Days before the showdown, NBC News reported that two-thirds of Americans, Democrats and Republicans alike, oppose trade arrangements that exchange family-wage jobs for allegedly cheaper consumer goods. Other polling finds that free-trade deals trouble the Republican rank-and-file more than the Democrat’s. And reports from Capitol Hill indicate that constituent calls overwhelmingly oppose the GOP-Obama trade package.

So by abandoning the 2014 midterm voters that gave Republicans control of both houses of Congress to check Obama, the GOP leadership squandered some hard-won political capital, complicating the party’s quest to defeat Hillary Clinton in 2016 and retain the U.S. Senate.

Nowhere is this political irony more on display than in the Keystone State, where 10 of 12 Pennsylvania Republican congressmen — and Pat Toomey in the Senate — did the bidding not only of party leadership but also the multinational behemoths and big banks. In contrast, four of six New Jersey GOP representatives voted against “Obamatrade.”

Only second-termers Scott Perry of York County and Keith Rothfus of Western Pennsylvania stood up for an industrial state still reeling from ominous trade deficits and the hollowing out of U.S. manufacturing, all of which accelerated when a Democratic Congress fell for the same free-trade song and dance when ratifying NAFTA 22 years ago.

Perhaps Pat Meehan of working-class Delaware County, Mike Fitzpatrick of suburban Bucks, Charlie Dent of the Lehigh Valley, and Joe Pitts of Dutch Country have yet to digest how globalization policies that privilege finance over manufacturing have liquidated the private-sector middle class, depressing GOP Electoral College fortunes, especially in their beloved state.

They could take pointers from Dwight Eisenhower, Richard Nixon, and Ronald Reagan. Those Republicans — who wooed rather than alienated trade-union households — triggered landslide elections and captured decisive majorities in Pennsylvania. Even George H.W. Bush, the last GOP presidential nominee to capture Pennsylvania, followed the wiser strategy of heeding voter sentiment to reach the presidency.

On the Friday before the 1988 election, with polls showing Democrat Michael Dukakis closing fast in the Rust Belt, the GOP nominee wrote to Sen. John Heinz, the Pennsylvania steel champion, promising to extend Reagan’s policies that leveled the playing field for a U.S. steel industry ailing from global overcapacity. The mouthpiece of globalism and anti-Americanism, the New York Times smeared Bush as an opportunist. But Bush’s commitment to deliver economic tangibles to Middle America won him the White House, a lesson he subsequently forgot.

▶ _Data lines_
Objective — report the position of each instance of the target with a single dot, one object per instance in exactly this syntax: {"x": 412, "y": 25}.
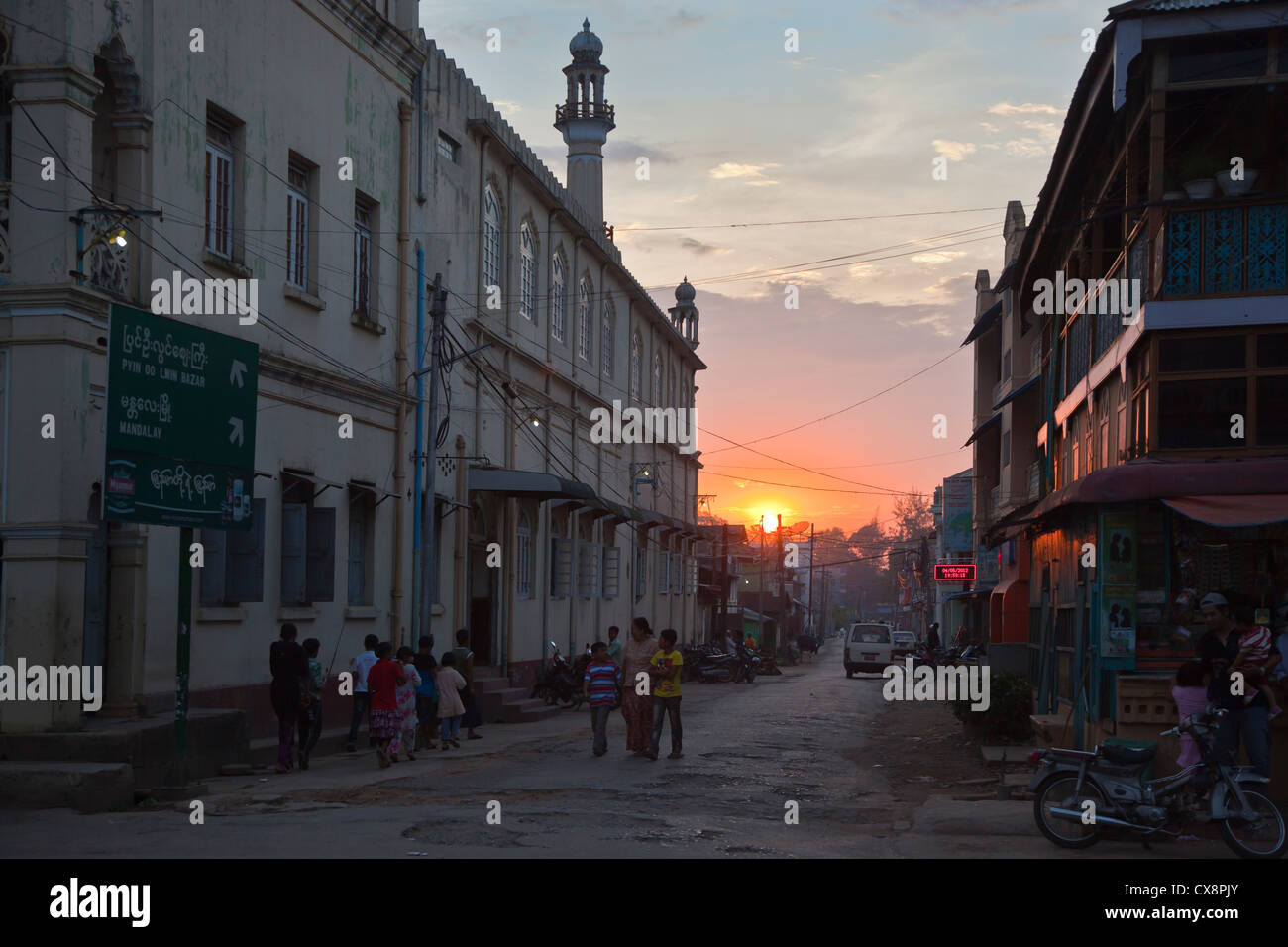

▶ _Tasks_
(a) From the trade commentary, list every Pennsylvania congressman named in the paragraph that begins "Perhaps Pat Meehan," along with the area the text assigns to each.
(b) According to the trade commentary, how many of the six New Jersey GOP representatives voted against "Obamatrade"?
(c) Turn the trade commentary's paragraph beginning "On the Friday before the 1988 election" into a short bulleted list that keeps its main facts.

▶ _The replies_
(a)
- Pat Meehan, of Delaware County
- Mike Fitzpatrick, of Bucks
- Charlie Dent, of the Lehigh Valley
- Joe Pitts, of Dutch Country

(b) Four of the six voted against it.

(c)
- On the Friday before the 1988 election, polls showed Michael Dukakis closing fast in the Rust Belt.
- George H.W. Bush wrote to Sen. John Heinz, promising to extend Reagan's policies that leveled the playing field for the U.S. steel industry.
- The New York Times called Bush an opportunist.
- Bush's commitment to deliver economic tangibles to Middle America won him the White House, a lesson he later forgot.